▼

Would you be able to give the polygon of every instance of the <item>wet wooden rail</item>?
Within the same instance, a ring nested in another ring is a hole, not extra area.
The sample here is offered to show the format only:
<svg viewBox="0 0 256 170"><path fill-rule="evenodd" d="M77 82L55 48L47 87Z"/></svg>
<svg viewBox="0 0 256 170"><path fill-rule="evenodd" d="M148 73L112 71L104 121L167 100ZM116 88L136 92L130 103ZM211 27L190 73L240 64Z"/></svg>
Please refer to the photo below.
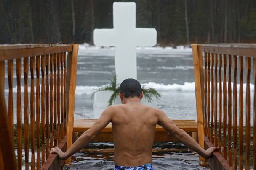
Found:
<svg viewBox="0 0 256 170"><path fill-rule="evenodd" d="M192 49L199 143L220 148L207 160L213 170L256 169L256 44Z"/></svg>
<svg viewBox="0 0 256 170"><path fill-rule="evenodd" d="M23 162L26 170L63 165L49 151L65 150L72 141L66 137L73 127L77 51L73 44L0 46L1 170L21 170Z"/></svg>
<svg viewBox="0 0 256 170"><path fill-rule="evenodd" d="M73 142L74 142L85 131L90 129L97 119L75 119L73 129ZM194 120L173 120L180 128L197 140L197 124ZM94 139L93 142L113 142L112 127L110 123ZM177 142L177 139L164 129L157 125L156 127L154 141Z"/></svg>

▲

• Goal: Please revise the items above, replacing "wet wooden rail" with "weathered fence post" and keeping everything else unchanged. Omit the pictures from your answer.

• Answer to the problem:
Would you be able to give the polygon of every instance of the <item>weathered fence post</item>?
Within the same instance, a ring nested in another ring is a hole, not extra area.
The sample here is offered to show the format only:
<svg viewBox="0 0 256 170"><path fill-rule="evenodd" d="M77 82L55 48L47 87Z"/></svg>
<svg viewBox="0 0 256 170"><path fill-rule="evenodd" d="M148 73L112 71L104 121L167 100ZM116 88L136 92L130 103ZM211 27L190 73L240 64Z"/></svg>
Please refer to the photo below.
Found:
<svg viewBox="0 0 256 170"><path fill-rule="evenodd" d="M192 49L199 143L220 148L207 160L213 170L256 169L256 44Z"/></svg>
<svg viewBox="0 0 256 170"><path fill-rule="evenodd" d="M23 162L26 170L63 165L49 151L65 150L72 141L66 137L73 127L77 51L73 44L0 46L1 170L21 170Z"/></svg>
<svg viewBox="0 0 256 170"><path fill-rule="evenodd" d="M73 142L74 142L85 131L90 129L97 119L75 119L73 129ZM194 120L173 120L180 128L197 140L197 124ZM94 139L93 142L113 142L112 127L110 123ZM177 142L177 139L164 129L157 125L156 127L154 141Z"/></svg>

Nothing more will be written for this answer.